GIVEN INFORMATION →
Segment Open
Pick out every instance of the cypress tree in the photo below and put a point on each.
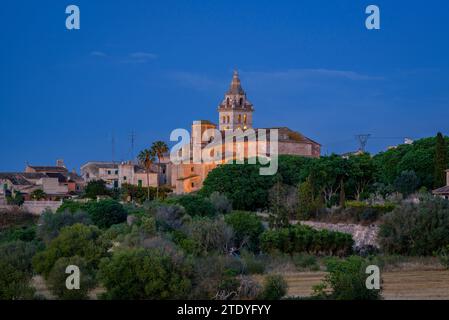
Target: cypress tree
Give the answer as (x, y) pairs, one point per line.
(441, 161)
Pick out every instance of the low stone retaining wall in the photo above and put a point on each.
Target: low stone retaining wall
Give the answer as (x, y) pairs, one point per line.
(362, 235)
(37, 207)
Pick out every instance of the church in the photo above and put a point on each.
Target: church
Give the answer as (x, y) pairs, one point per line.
(235, 112)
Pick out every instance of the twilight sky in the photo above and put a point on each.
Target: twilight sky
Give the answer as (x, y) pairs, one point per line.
(153, 66)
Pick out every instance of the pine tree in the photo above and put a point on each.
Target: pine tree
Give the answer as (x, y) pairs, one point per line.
(441, 161)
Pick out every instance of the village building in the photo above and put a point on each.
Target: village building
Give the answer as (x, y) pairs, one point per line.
(443, 191)
(55, 181)
(235, 112)
(117, 174)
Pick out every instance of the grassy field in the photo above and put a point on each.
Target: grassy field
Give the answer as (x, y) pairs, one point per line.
(401, 284)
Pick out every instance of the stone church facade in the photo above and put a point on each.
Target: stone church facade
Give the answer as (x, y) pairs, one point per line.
(235, 112)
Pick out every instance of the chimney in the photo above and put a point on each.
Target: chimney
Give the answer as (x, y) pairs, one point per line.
(60, 163)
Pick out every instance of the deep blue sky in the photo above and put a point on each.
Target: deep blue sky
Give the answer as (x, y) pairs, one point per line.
(153, 66)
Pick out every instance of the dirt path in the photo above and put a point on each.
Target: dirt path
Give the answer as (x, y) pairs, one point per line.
(422, 284)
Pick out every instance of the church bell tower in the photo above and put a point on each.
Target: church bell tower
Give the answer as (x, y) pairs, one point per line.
(235, 111)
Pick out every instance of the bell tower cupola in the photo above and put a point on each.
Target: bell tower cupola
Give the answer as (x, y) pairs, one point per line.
(235, 111)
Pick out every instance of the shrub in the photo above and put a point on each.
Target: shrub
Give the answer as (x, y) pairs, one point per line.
(305, 261)
(144, 274)
(83, 241)
(71, 206)
(300, 238)
(274, 288)
(401, 231)
(210, 235)
(347, 281)
(220, 202)
(16, 270)
(247, 228)
(407, 182)
(51, 223)
(57, 279)
(106, 213)
(443, 255)
(195, 205)
(96, 188)
(169, 217)
(252, 264)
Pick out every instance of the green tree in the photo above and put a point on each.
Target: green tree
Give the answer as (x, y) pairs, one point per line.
(16, 270)
(274, 288)
(159, 148)
(51, 223)
(16, 199)
(416, 229)
(38, 195)
(307, 203)
(195, 205)
(242, 184)
(346, 279)
(247, 228)
(441, 161)
(146, 159)
(76, 240)
(407, 182)
(57, 279)
(361, 174)
(145, 274)
(106, 213)
(96, 188)
(278, 216)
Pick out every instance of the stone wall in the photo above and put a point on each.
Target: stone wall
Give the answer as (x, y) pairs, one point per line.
(362, 235)
(37, 207)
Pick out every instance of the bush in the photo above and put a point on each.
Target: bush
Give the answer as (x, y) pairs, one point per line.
(304, 261)
(195, 205)
(96, 188)
(211, 235)
(51, 223)
(274, 288)
(443, 255)
(169, 217)
(83, 241)
(402, 230)
(220, 202)
(252, 264)
(145, 274)
(247, 228)
(347, 281)
(16, 270)
(57, 279)
(300, 238)
(106, 213)
(407, 182)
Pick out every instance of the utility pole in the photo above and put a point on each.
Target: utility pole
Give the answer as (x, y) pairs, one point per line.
(363, 140)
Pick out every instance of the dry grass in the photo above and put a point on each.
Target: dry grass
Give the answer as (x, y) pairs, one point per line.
(397, 285)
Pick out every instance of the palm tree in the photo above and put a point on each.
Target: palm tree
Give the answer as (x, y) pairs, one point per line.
(159, 148)
(146, 159)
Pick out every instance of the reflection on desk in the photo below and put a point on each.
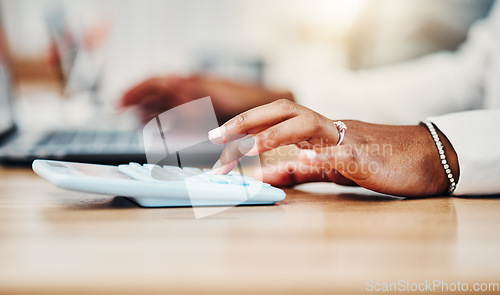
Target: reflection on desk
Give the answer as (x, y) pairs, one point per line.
(56, 242)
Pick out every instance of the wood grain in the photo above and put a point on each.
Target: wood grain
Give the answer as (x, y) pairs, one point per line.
(327, 242)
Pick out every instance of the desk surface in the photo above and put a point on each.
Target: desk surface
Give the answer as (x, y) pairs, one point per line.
(53, 241)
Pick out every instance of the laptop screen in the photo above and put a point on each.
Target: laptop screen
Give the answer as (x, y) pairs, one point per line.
(6, 119)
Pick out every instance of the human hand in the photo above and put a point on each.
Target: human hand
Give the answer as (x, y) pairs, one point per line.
(397, 160)
(161, 93)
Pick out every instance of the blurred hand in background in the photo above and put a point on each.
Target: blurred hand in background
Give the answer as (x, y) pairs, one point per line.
(158, 94)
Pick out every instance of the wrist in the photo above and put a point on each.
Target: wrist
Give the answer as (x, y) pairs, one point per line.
(444, 167)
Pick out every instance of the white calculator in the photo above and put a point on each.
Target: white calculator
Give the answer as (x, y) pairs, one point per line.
(159, 186)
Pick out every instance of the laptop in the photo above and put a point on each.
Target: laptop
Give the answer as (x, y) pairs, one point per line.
(112, 147)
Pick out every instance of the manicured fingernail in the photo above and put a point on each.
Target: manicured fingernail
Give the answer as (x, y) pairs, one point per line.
(217, 165)
(311, 155)
(216, 135)
(247, 146)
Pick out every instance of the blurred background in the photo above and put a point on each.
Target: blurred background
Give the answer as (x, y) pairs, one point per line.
(105, 46)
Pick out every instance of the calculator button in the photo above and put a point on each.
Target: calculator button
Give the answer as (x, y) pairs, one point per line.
(191, 170)
(172, 169)
(218, 179)
(239, 182)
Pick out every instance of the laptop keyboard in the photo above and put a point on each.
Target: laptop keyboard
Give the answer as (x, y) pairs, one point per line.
(85, 142)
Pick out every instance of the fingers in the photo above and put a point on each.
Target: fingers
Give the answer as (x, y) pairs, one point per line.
(291, 173)
(156, 87)
(296, 129)
(331, 159)
(255, 120)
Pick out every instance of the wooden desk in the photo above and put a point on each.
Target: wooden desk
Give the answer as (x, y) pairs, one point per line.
(58, 242)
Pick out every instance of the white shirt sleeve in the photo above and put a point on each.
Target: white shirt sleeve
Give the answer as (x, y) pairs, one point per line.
(437, 84)
(475, 136)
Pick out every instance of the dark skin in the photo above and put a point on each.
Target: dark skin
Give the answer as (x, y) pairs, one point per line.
(404, 159)
(396, 160)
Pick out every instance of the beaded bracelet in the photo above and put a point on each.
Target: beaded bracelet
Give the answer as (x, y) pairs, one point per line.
(442, 155)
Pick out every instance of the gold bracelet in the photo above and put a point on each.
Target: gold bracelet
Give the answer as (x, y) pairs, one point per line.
(442, 156)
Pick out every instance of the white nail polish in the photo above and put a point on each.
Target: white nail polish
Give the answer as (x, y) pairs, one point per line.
(310, 154)
(216, 134)
(247, 145)
(216, 165)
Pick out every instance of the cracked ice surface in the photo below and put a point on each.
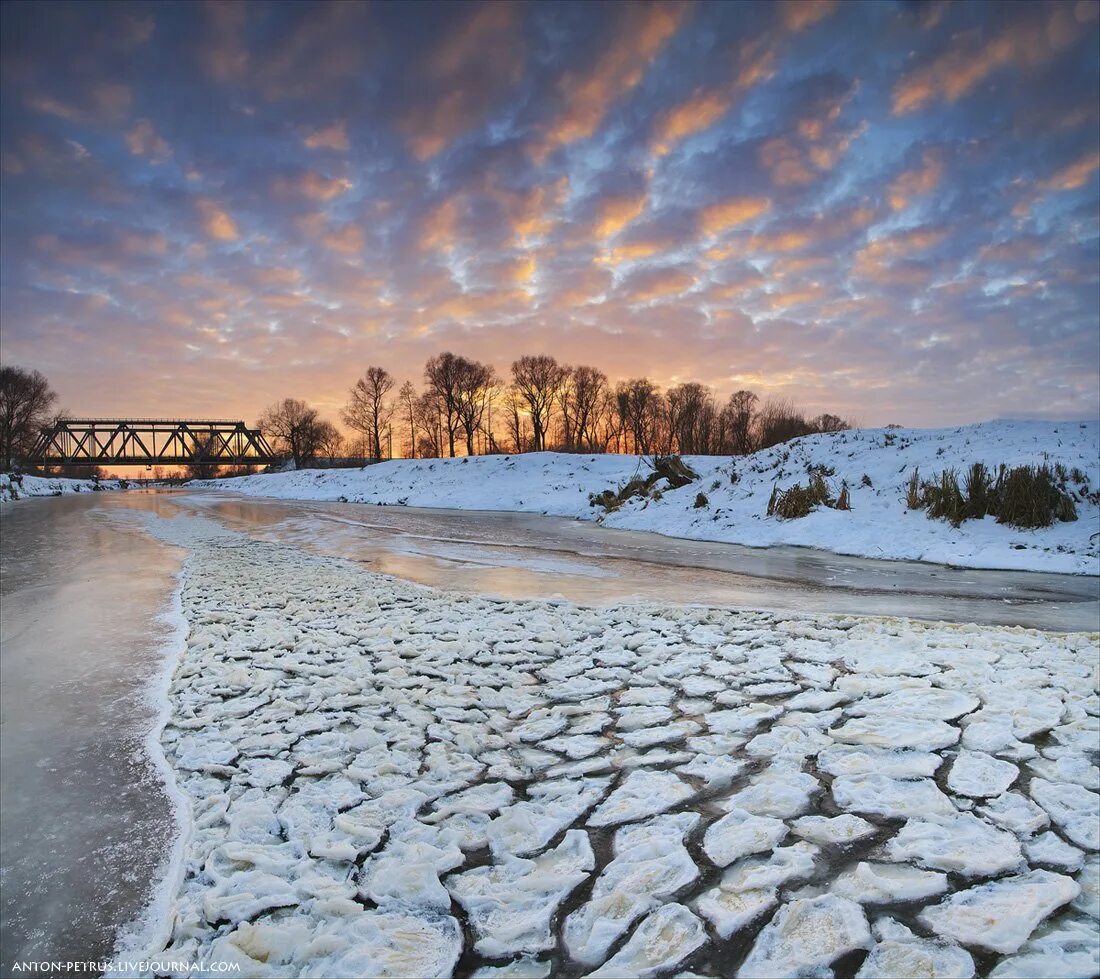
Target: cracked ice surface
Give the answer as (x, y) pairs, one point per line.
(391, 781)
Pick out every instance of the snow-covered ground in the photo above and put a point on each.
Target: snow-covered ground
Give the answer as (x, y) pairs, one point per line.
(386, 780)
(18, 487)
(878, 525)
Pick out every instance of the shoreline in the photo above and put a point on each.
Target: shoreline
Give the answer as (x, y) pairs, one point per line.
(325, 637)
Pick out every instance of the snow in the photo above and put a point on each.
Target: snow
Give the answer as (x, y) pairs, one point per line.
(385, 778)
(1000, 915)
(805, 936)
(878, 525)
(13, 487)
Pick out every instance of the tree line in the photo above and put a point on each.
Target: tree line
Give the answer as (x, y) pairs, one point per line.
(464, 407)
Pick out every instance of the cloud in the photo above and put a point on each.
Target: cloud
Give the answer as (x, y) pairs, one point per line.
(332, 136)
(974, 55)
(640, 34)
(917, 182)
(216, 222)
(728, 213)
(143, 140)
(694, 116)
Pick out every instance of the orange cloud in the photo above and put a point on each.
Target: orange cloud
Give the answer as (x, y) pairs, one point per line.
(1075, 175)
(799, 14)
(728, 213)
(699, 113)
(311, 185)
(143, 140)
(917, 182)
(333, 136)
(216, 222)
(970, 59)
(642, 33)
(616, 212)
(439, 228)
(348, 240)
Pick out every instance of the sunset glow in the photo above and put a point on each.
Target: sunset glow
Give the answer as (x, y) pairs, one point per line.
(886, 210)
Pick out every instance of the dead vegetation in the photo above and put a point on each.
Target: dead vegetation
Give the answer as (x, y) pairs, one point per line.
(1025, 496)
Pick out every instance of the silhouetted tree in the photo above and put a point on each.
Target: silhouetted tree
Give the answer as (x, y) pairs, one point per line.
(738, 421)
(25, 402)
(367, 410)
(293, 428)
(538, 380)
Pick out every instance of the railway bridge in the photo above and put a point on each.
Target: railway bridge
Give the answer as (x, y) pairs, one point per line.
(150, 441)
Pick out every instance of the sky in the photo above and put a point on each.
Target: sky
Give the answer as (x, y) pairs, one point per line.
(884, 210)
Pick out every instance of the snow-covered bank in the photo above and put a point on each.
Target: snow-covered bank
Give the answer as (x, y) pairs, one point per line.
(737, 491)
(20, 486)
(392, 781)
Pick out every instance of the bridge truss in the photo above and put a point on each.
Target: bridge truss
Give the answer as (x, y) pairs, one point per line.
(149, 441)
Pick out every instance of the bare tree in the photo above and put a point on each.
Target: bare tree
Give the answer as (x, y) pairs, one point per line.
(473, 389)
(367, 410)
(442, 374)
(407, 399)
(738, 422)
(330, 441)
(430, 424)
(294, 429)
(25, 402)
(538, 380)
(691, 418)
(638, 404)
(828, 422)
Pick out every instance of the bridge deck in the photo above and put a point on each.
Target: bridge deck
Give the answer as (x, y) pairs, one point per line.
(150, 441)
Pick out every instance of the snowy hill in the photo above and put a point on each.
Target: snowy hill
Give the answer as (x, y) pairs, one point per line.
(17, 487)
(878, 525)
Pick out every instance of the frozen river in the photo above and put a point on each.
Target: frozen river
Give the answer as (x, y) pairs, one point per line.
(87, 824)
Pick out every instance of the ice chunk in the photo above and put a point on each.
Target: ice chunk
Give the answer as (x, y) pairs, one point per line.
(1015, 813)
(980, 776)
(782, 791)
(730, 911)
(510, 904)
(834, 829)
(919, 702)
(1073, 807)
(883, 883)
(1000, 915)
(1052, 849)
(881, 795)
(886, 730)
(892, 959)
(741, 719)
(660, 943)
(805, 936)
(961, 844)
(641, 793)
(864, 760)
(740, 834)
(1068, 948)
(389, 944)
(650, 866)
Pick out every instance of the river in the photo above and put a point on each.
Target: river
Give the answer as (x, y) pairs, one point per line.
(88, 825)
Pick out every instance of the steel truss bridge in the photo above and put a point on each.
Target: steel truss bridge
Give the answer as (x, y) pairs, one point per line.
(150, 441)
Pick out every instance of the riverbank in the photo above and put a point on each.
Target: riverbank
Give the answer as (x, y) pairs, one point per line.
(388, 780)
(13, 487)
(728, 501)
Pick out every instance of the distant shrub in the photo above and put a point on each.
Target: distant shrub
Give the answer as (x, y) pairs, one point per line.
(798, 501)
(1030, 496)
(1025, 496)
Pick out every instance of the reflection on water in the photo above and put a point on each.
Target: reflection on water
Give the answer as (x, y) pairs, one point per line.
(523, 556)
(86, 823)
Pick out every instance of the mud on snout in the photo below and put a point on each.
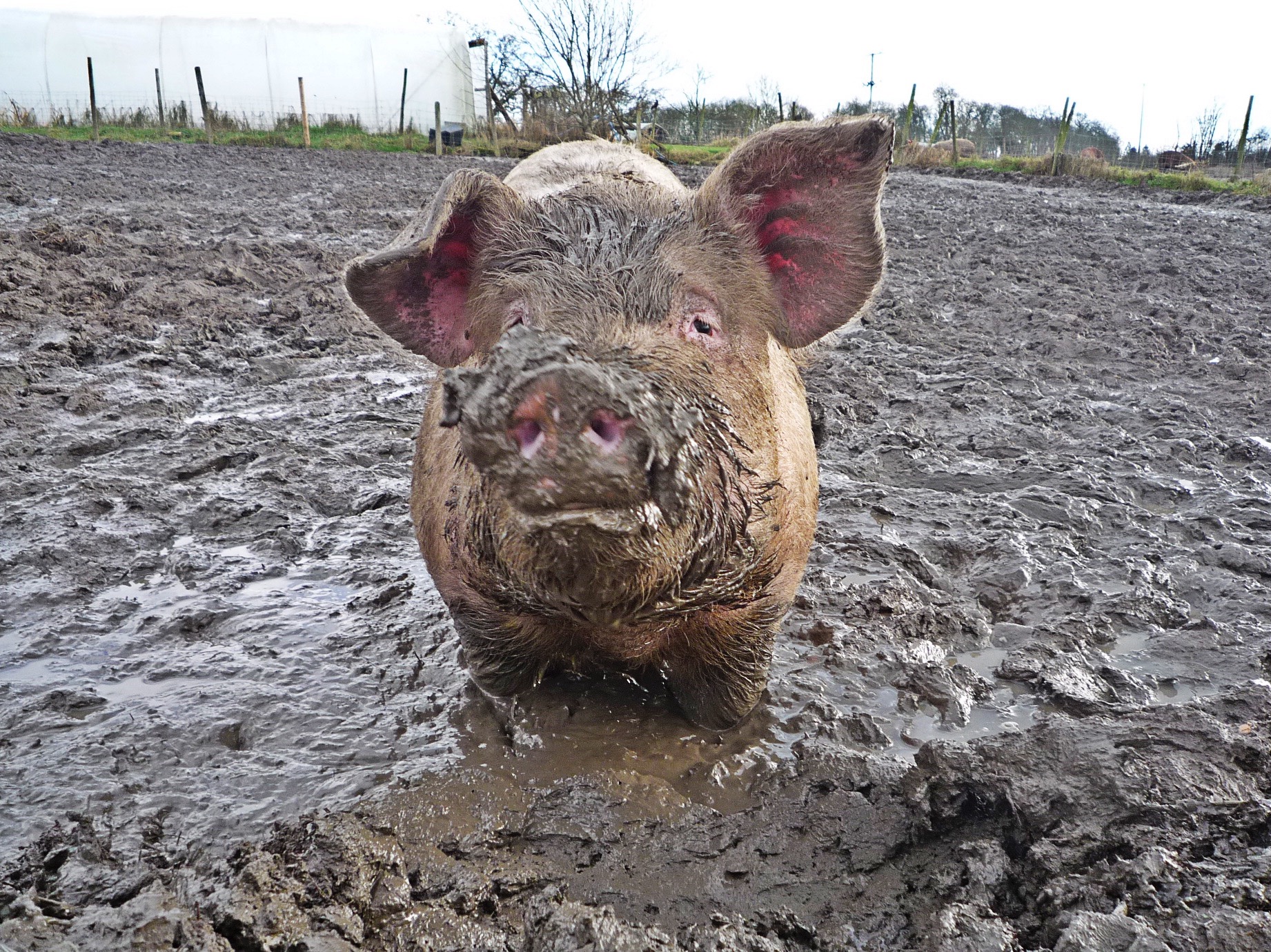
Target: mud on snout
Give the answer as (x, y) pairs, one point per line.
(576, 436)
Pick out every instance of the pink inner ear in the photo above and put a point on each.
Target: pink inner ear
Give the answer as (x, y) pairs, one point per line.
(800, 255)
(431, 303)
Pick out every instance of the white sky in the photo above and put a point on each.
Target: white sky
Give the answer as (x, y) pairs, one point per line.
(1177, 57)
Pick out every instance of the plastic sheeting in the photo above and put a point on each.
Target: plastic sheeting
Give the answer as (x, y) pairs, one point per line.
(249, 69)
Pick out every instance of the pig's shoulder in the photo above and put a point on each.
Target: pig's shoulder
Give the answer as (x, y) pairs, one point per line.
(591, 166)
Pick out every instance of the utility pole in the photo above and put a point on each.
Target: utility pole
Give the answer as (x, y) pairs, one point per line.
(490, 95)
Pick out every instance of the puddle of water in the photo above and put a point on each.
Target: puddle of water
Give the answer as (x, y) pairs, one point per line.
(1174, 683)
(575, 726)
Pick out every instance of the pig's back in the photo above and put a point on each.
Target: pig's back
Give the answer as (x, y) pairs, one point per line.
(593, 164)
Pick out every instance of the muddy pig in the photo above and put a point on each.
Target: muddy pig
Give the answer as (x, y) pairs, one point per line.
(618, 470)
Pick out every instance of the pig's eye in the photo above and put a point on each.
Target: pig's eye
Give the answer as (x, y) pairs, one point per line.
(700, 322)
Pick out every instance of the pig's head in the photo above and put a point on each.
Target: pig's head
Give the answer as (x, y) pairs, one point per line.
(613, 350)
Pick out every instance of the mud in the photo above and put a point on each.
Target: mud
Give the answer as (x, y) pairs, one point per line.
(1022, 702)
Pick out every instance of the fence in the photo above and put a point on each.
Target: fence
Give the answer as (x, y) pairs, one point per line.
(249, 70)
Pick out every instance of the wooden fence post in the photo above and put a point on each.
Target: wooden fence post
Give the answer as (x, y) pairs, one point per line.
(402, 112)
(92, 101)
(202, 102)
(304, 111)
(1245, 139)
(163, 122)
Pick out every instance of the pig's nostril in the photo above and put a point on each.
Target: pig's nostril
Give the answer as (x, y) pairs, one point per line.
(605, 430)
(529, 436)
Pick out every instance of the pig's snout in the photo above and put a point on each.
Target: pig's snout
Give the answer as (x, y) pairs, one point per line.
(567, 439)
(535, 425)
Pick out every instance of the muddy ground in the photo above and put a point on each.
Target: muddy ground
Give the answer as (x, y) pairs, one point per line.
(1022, 703)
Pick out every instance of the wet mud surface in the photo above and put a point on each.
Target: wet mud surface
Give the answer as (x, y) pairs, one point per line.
(1022, 703)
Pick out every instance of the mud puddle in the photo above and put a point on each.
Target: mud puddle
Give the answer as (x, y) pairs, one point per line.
(1021, 701)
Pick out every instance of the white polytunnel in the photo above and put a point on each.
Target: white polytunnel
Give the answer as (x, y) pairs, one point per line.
(250, 69)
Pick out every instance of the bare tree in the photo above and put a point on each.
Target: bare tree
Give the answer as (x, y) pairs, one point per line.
(1206, 128)
(589, 55)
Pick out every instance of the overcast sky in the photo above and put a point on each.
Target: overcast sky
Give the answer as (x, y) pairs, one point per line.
(1176, 59)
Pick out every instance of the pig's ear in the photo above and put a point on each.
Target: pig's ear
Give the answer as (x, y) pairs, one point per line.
(417, 288)
(807, 195)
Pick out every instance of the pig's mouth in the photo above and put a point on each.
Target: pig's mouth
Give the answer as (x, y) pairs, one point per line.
(572, 516)
(573, 440)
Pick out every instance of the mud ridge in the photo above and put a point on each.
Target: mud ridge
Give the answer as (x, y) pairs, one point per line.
(1022, 702)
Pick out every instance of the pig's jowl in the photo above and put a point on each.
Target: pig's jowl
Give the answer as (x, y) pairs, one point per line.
(619, 472)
Segment Closed
GOAL OF THE EXERCISE → Filter the entries down to the lines containing "post". Copy each of those lines.

RESULT FOR THIS TASK →
Pick out every instance of the wooden fence post in the photo above and put a point on each.
Target: wooden fence post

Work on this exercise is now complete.